STATED TASK: Put the lines of the data below into a JSON list of strings, one string per line and no blank lines, starting at the line that contains "Each instance of the neon" and ending at the line that contains "pixel 853 588", with both of those lines included.

DATA TO PROCESS:
********************

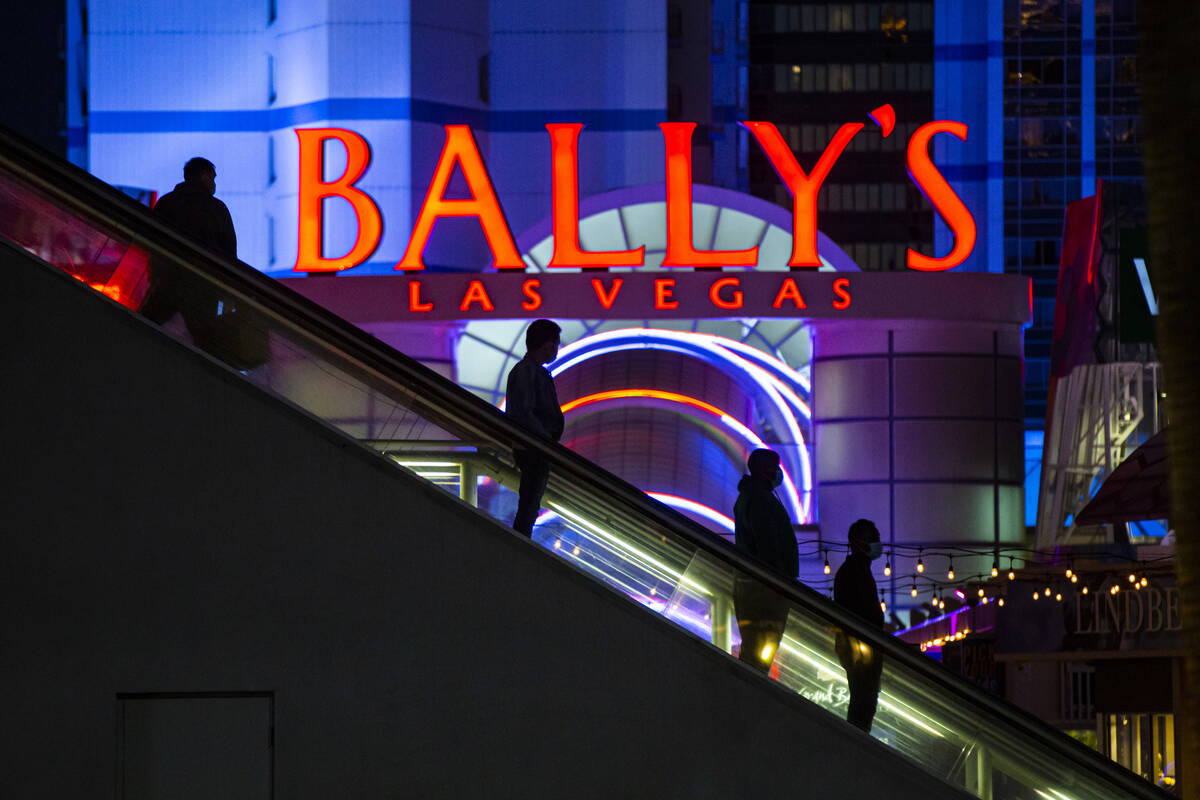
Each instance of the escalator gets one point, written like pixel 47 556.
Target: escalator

********************

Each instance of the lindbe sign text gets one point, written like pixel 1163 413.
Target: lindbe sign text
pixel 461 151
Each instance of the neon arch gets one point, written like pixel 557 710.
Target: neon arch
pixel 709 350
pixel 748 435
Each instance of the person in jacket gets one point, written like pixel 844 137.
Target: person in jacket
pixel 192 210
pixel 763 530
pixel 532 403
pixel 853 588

********************

EXERCISE ANSWER:
[
  "Each instance of the neon arch gets one point, written like pixel 557 710.",
  "Target: neon arch",
  "pixel 709 350",
  "pixel 748 435",
  "Each instance of the person in jacket gets one point, written like pixel 844 137.",
  "Target: person in jacket",
  "pixel 192 210",
  "pixel 763 530",
  "pixel 532 403",
  "pixel 853 588"
]